課題一覧
[1] 「母との思い出」の文章によると、母は東京へどこから単身で出てきたか。
[2] 「母との思い出」の文章から、「それから数年して、父はマニラ」を含む語句で始まり「私が寝ぼけたとでもおもったのであろう、父が私を自分の中に戻したのである。」で終わる部分を、そのまま書き写してください。
[3] 「母との思い出」の文章を、最後の文の後から書き継ぐこと。

提示文
..........

母との思い出
2015・11・11
 私は母に抱かれた記憶がない。私を産んで間もなく肺結核に侵されたからであろう。
母は栃木県茂木町から東京に単身で出てきた。23歳ぐらいだった。父は青森県七戸町
から同じく単身で東京に出てきて、母と知り合ったらしい。
 そして昭和12年頃結婚して、13年に私は長男として生まれた。父には青森から呼んだ
母にとっては姑や小姑が6人いたのである。私は大勢の家族に囲まれ、可愛がられちやほや
されていたようである。
 その後間もなく父は出征した。母は私の祖母や叔父叔母の力を借りながらであろう、私を
育ててくれた。
 それから数年して、父はマニラの激戦地で負傷して内地へ戻ってきた。それからは、我々
親子3人は、東京大崎の二階建借家で生活していた。
 私と父母三人は二階で、祖母や叔父叔母は階下で寝ていたようである。その頃は母の結核
は進行していたようで、私はいつも父と寝ていた。しかし、父のタバコ臭さや髭の痛さが嫌で
あった。ある夜、私は夜中に目を覚ました。いつものように父からはタバコの臭いが、私は脱出を
企てた。父の布団から母の布団に行こうとしたのである。ハイハイをしてゆっくりと母の布団に移ろ
うとした。ところがである、この脱出劇は失敗に終わった。父と母の布団の間にあったスタンドを
倒してしまったのである。バタンとでも音がしたのであろう、父母は同時に目を覚ましたようである。
私が寝ぼけたとでもおもったのであろう、父が私を自分の中に戻したのである。

..........

資料

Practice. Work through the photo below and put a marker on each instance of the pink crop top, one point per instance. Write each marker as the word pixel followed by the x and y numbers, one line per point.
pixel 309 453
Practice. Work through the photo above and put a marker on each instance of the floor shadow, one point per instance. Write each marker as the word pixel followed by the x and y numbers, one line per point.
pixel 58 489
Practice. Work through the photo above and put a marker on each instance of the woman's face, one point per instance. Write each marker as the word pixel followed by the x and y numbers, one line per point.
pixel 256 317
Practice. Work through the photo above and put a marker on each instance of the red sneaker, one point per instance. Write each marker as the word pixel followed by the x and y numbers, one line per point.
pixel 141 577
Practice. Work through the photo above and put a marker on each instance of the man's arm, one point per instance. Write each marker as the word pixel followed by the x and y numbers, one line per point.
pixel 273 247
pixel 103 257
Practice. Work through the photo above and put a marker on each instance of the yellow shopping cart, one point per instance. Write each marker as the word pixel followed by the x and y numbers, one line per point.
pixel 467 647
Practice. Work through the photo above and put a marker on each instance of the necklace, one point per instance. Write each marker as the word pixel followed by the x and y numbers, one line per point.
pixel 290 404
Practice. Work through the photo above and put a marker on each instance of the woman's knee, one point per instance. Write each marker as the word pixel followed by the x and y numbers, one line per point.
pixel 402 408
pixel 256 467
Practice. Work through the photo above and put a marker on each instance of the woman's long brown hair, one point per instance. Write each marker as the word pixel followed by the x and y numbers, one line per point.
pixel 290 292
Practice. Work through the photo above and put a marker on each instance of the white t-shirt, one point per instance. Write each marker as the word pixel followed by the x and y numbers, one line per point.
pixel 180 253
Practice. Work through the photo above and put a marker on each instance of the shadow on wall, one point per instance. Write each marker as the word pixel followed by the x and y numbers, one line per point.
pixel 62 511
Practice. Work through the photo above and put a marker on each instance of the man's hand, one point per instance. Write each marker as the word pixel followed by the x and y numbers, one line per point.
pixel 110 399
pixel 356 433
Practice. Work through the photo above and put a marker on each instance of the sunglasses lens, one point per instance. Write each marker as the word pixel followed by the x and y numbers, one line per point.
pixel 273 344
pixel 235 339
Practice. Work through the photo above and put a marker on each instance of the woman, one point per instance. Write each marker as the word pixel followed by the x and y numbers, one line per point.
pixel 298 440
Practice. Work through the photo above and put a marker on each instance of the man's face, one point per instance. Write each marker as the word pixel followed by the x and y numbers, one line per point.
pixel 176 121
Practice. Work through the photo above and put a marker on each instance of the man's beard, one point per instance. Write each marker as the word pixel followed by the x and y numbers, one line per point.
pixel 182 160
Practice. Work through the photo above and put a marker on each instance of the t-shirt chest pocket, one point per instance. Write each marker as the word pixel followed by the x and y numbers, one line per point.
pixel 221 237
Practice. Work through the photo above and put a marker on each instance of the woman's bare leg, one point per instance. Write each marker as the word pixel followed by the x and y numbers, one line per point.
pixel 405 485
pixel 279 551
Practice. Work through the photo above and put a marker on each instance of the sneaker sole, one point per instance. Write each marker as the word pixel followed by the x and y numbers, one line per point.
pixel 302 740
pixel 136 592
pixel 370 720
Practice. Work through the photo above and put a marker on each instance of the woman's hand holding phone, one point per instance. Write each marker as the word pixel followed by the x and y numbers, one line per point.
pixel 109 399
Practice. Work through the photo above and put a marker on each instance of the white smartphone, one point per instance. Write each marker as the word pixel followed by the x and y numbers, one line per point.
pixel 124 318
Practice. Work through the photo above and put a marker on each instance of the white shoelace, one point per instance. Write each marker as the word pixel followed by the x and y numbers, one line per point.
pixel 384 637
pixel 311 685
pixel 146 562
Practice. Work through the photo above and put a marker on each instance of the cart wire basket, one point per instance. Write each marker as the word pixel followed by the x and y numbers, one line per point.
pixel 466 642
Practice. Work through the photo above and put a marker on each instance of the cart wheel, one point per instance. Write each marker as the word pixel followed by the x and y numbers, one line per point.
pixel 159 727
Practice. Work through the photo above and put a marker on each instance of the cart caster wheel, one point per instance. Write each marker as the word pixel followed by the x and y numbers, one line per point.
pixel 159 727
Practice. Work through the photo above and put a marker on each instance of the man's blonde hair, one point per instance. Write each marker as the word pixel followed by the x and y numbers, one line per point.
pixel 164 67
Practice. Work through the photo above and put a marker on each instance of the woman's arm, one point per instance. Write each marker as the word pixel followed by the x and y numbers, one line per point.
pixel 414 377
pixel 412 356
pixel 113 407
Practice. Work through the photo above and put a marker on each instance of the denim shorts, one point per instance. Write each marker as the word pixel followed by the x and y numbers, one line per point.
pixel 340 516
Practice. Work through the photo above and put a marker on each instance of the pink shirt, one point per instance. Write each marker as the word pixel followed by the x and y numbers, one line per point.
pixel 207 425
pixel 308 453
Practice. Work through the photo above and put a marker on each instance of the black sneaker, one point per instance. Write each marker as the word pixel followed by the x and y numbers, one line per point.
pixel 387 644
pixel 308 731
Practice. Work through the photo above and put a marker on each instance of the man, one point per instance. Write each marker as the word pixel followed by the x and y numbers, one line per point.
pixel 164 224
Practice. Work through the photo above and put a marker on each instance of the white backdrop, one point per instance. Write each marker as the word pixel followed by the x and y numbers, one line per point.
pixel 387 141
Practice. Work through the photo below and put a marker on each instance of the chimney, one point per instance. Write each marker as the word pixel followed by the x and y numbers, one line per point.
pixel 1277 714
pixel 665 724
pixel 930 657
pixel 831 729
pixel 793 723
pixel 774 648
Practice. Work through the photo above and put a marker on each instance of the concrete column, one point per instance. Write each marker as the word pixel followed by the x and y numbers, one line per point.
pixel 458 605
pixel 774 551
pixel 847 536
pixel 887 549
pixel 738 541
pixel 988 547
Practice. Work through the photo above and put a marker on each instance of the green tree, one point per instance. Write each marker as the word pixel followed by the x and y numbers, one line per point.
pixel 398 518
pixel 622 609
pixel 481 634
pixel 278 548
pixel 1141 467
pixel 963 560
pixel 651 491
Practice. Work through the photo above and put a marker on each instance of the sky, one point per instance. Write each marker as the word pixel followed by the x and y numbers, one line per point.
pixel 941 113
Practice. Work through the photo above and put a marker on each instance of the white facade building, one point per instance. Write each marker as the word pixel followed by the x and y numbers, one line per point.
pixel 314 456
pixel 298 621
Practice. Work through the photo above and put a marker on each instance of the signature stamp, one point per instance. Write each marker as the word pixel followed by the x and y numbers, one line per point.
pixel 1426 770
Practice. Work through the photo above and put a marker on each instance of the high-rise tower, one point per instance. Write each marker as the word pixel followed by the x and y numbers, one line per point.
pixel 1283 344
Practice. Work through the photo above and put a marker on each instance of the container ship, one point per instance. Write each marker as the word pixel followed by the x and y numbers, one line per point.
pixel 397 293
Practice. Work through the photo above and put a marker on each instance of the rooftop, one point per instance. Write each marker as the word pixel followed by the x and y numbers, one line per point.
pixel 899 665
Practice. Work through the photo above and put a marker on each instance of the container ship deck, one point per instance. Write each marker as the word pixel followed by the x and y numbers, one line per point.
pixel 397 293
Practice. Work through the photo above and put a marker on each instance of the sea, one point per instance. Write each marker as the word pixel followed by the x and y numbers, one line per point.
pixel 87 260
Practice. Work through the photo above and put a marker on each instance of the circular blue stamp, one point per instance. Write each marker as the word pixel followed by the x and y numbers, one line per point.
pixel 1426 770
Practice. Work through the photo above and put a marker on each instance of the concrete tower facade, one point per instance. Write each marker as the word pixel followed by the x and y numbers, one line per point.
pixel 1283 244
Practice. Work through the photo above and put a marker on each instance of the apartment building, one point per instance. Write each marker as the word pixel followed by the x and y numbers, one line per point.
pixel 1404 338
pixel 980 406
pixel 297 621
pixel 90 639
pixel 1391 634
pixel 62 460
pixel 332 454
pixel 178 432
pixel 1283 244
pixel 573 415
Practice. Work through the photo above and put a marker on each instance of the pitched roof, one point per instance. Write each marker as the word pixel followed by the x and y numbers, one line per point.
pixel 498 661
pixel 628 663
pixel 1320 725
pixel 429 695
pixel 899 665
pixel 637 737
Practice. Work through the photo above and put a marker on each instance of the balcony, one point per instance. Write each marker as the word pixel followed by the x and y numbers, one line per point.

..........

解答例
[1] 栃木県茂木町から。

[2]
それから数年して、父はマニラの激戦地で負傷して内地へ戻ってきた。それからは、我々
親子3人は、東京大崎の二階建借家で生活していた。
 私と父母三人は二階で、祖母や叔父叔母は階下で寝ていたようである。その頃は母の結核
は進行していたようで、私はいつも父と寝ていた。しかし、父のタバコ臭さや髭の痛さが嫌で
あった。ある夜、私は夜中に目を覚ました。いつものように父からはタバコの臭いが、私は脱出を
企てた。父の布団から母の布団に行こうとしたのである。ハイハイをしてゆっくりと母の布団に移ろ
うとした。ところがである、この脱出劇は失敗に終わった。父と母の布団の間にあったスタンドを
倒してしまったのである。バタンとでも音がしたのであろう、父母は同時に目を覚ましたようである。
私が寝ぼけたとでもおもったのであろう、父が私を自分の中に戻したのである。

[3]
 次の朝、父母から何らかの話があることを期待したが何もなかった、私は母と寝たいと訴えた
かったのだが。
 それからいくばくかの日が経ち、私と母は二人で母の実家近くに住むことになる。何故だか理由
はわからなかったが、母と二人の生活は楽しかったようだ。母の実家の裏にあるお寺の隣の
小さな家を借りたのである。寝るときは母と私の布団は別々であったようだ。私の布団は小さい
子供用だったと思う。そして、ある朝私はおねしょをしてしまった。私は時々おねしょをしていたよう
なのであるが、この時はとても素直な気持ちで母に「おかあさん、ごめんなさい!」とあやまった。
私はてっきり怒られることを覚悟していた。しかし、母はにっこりと微笑んで「いいんだよ、たけし」
と言ってくれた。この時の母の笑顔が今でも忘れられない。今思うと母と二人での生活は母の
病気療養のために家族と離れて、空気の良い田舎での生活を皆で話し合って決断したのかもしれ
ない。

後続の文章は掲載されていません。